Dataset entries >>
_ _ _ _ _

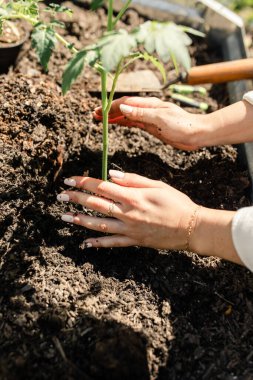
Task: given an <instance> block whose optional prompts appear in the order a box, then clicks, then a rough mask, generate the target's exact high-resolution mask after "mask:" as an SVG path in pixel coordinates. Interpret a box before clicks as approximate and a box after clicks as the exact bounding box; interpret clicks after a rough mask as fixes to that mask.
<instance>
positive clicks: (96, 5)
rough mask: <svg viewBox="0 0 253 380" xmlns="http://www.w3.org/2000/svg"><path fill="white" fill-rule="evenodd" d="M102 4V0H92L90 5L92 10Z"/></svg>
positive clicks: (95, 9) (94, 8)
mask: <svg viewBox="0 0 253 380" xmlns="http://www.w3.org/2000/svg"><path fill="white" fill-rule="evenodd" d="M102 5H104V0H92V2H91V6H90V7H91V9H92V10H93V11H95V10H97V9H98V8H100V7H102Z"/></svg>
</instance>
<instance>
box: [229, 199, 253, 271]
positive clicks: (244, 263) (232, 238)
mask: <svg viewBox="0 0 253 380" xmlns="http://www.w3.org/2000/svg"><path fill="white" fill-rule="evenodd" d="M232 239H233V243H234V247H235V249H236V251H237V254H238V256H239V257H240V259H241V260H242V262H243V263H244V265H245V266H246V267H247V268H248V269H249V270H251V271H252V272H253V206H251V207H244V208H241V209H240V210H238V211H237V212H236V214H235V216H234V217H233V221H232Z"/></svg>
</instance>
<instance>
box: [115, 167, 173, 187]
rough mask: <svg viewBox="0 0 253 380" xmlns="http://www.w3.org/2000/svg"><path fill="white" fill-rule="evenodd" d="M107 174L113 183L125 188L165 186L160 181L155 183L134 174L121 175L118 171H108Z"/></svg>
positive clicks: (139, 175) (137, 174) (138, 175)
mask: <svg viewBox="0 0 253 380" xmlns="http://www.w3.org/2000/svg"><path fill="white" fill-rule="evenodd" d="M109 174H110V177H111V179H112V181H113V182H115V183H117V184H119V185H121V186H125V187H135V188H164V187H166V186H167V185H166V184H165V183H163V182H161V181H155V180H153V179H149V178H146V177H142V176H140V175H138V174H134V173H123V172H121V171H119V170H110V171H109Z"/></svg>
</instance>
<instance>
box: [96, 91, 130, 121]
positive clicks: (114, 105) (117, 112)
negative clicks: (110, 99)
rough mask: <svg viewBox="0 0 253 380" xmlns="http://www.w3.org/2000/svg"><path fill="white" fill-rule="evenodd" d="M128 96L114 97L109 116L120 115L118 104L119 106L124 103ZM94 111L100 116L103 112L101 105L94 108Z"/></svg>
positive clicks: (119, 109)
mask: <svg viewBox="0 0 253 380" xmlns="http://www.w3.org/2000/svg"><path fill="white" fill-rule="evenodd" d="M128 98H129V97H128V96H123V97H121V98H119V99H116V100H114V101H113V102H112V105H111V108H110V113H109V114H110V117H117V116H119V115H122V114H121V112H120V109H119V106H120V104H122V103H125V102H126V101H127V99H128ZM94 112H95V113H96V114H97V115H100V116H102V114H103V111H102V107H101V106H100V107H97V108H95V110H94Z"/></svg>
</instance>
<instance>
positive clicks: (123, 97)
mask: <svg viewBox="0 0 253 380" xmlns="http://www.w3.org/2000/svg"><path fill="white" fill-rule="evenodd" d="M121 104H126V105H130V106H133V107H142V108H160V107H161V106H162V105H164V107H165V106H166V105H165V103H164V102H163V101H162V100H160V99H158V98H155V97H150V98H144V97H140V96H133V97H128V96H124V97H122V98H119V99H116V100H114V101H113V102H112V105H111V108H110V113H109V115H110V117H112V118H114V117H117V116H119V115H122V113H121V110H120V105H121ZM95 113H96V114H98V115H100V116H102V107H98V108H96V109H95Z"/></svg>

_ _ _ _ _

Beginning with the line that contains "96L114 97L109 116L120", return every line through the end of the data above, exactly as written.

Output >>
rough mask: <svg viewBox="0 0 253 380" xmlns="http://www.w3.org/2000/svg"><path fill="white" fill-rule="evenodd" d="M128 96L114 97L109 116L120 115L118 104L119 106L124 103ZM94 111L100 116L103 112L101 105L94 108Z"/></svg>
positive clicks: (119, 109)
mask: <svg viewBox="0 0 253 380" xmlns="http://www.w3.org/2000/svg"><path fill="white" fill-rule="evenodd" d="M128 98H129V97H128V96H123V97H121V98H119V99H116V100H114V101H113V102H112V105H111V108H110V113H109V114H110V117H117V116H119V115H122V114H121V112H120V109H119V106H120V104H122V103H125V102H126V101H127V99H128ZM94 112H95V113H96V114H97V115H100V116H102V114H103V111H102V107H101V106H100V107H97V108H95V110H94Z"/></svg>
</instance>
<instance>
positive clicks: (123, 97)
mask: <svg viewBox="0 0 253 380" xmlns="http://www.w3.org/2000/svg"><path fill="white" fill-rule="evenodd" d="M121 104H126V105H130V106H133V107H142V108H160V107H161V106H162V105H164V107H165V106H166V105H165V103H164V102H163V101H162V100H160V99H158V98H155V97H150V98H144V97H140V96H133V97H128V96H124V97H122V98H119V99H116V100H114V101H113V102H112V105H111V108H110V113H109V115H110V117H112V118H114V117H117V116H119V115H122V113H121V110H120V105H121ZM95 113H96V114H98V115H100V116H102V107H98V108H96V109H95Z"/></svg>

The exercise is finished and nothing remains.